Please copy out the rows below word for word, starting at the line that contains "get_bbox(yellow rope)" and ending at the last row. Leave the pictures out of your answer.

------------------------

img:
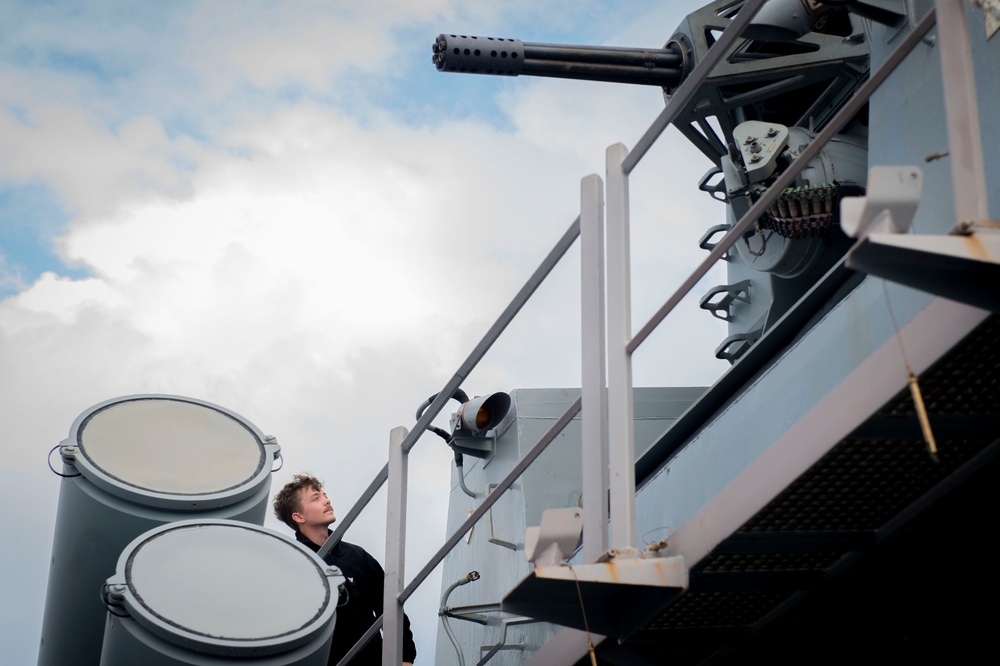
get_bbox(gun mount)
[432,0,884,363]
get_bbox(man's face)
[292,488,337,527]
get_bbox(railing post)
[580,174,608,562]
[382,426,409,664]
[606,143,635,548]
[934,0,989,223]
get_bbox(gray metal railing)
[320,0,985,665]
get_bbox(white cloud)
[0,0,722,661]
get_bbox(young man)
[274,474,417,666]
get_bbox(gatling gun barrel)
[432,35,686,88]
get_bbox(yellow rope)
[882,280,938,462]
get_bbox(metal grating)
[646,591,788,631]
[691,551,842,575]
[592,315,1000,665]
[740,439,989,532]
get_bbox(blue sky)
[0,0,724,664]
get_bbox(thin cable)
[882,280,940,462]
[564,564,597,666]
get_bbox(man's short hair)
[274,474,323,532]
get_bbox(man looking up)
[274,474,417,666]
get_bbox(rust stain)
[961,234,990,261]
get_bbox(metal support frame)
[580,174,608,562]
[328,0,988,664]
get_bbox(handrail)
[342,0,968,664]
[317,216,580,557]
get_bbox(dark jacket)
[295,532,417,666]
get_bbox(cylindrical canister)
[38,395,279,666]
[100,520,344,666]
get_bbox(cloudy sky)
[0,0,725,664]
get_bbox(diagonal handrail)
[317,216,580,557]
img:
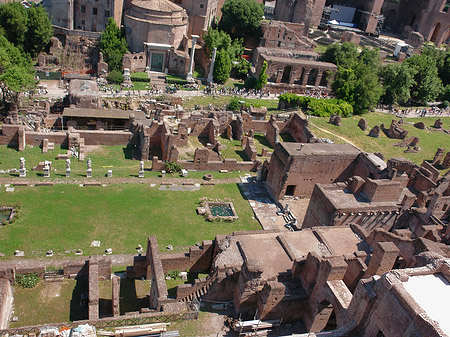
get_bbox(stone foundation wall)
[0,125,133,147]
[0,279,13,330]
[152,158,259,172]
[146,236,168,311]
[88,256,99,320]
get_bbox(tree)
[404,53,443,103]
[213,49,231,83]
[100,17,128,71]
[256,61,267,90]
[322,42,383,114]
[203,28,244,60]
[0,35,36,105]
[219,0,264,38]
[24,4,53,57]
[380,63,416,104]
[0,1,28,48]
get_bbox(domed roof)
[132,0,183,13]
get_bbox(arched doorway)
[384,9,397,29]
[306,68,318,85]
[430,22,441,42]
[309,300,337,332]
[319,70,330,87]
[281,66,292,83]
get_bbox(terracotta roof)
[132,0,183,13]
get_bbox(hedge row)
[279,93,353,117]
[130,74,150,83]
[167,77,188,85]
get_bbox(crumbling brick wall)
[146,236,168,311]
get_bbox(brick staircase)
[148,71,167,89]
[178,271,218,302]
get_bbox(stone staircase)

------------------------

Solution to this problem>
get_bbox(yellow rope)
[882,280,938,462]
get_bbox(metal grating)
[646,591,788,631]
[691,551,842,575]
[592,315,1000,665]
[740,439,989,532]
get_bbox(blue sky)
[0,0,724,664]
get_bbox(thin cable)
[882,280,940,462]
[564,564,597,666]
get_bbox(man's short hair)
[274,474,323,532]
get_bbox(man looking up)
[274,474,417,666]
get_bbox(rust stain)
[961,234,990,261]
get_bbox(metal support frame)
[580,174,608,562]
[328,0,988,664]
get_bbox(handrail)
[342,0,968,664]
[317,216,580,557]
get_bbox(dark jacket)
[295,532,417,666]
get_bbox(cylindrical canister)
[38,395,279,666]
[100,520,344,666]
get_bbox(cloudy sky)
[0,0,725,664]
get_bbox(diagonal handrail)
[317,216,580,557]
img:
get_bbox(stone foundation wall)
[0,125,133,147]
[0,279,13,330]
[152,158,259,172]
[146,236,168,311]
[88,256,99,320]
get_bbox(tree)
[404,53,443,103]
[213,49,231,83]
[100,17,128,71]
[256,61,267,90]
[322,42,383,114]
[203,28,244,60]
[0,35,36,105]
[219,0,264,38]
[24,4,53,57]
[380,63,416,104]
[0,1,28,48]
get_bbox(domed roof)
[132,0,183,13]
get_bbox(arched doorway)
[384,9,397,29]
[306,68,318,85]
[430,22,441,42]
[309,300,337,332]
[319,70,330,87]
[281,66,292,83]
get_bbox(terracotta roof)
[132,0,183,13]
get_bbox(hedge row)
[279,93,353,117]
[130,74,150,83]
[167,77,188,85]
get_bbox(crumbling brick wall)
[146,236,168,311]
get_bbox(brick staircase)
[148,71,167,89]
[178,271,218,302]
get_bbox(stone staircase)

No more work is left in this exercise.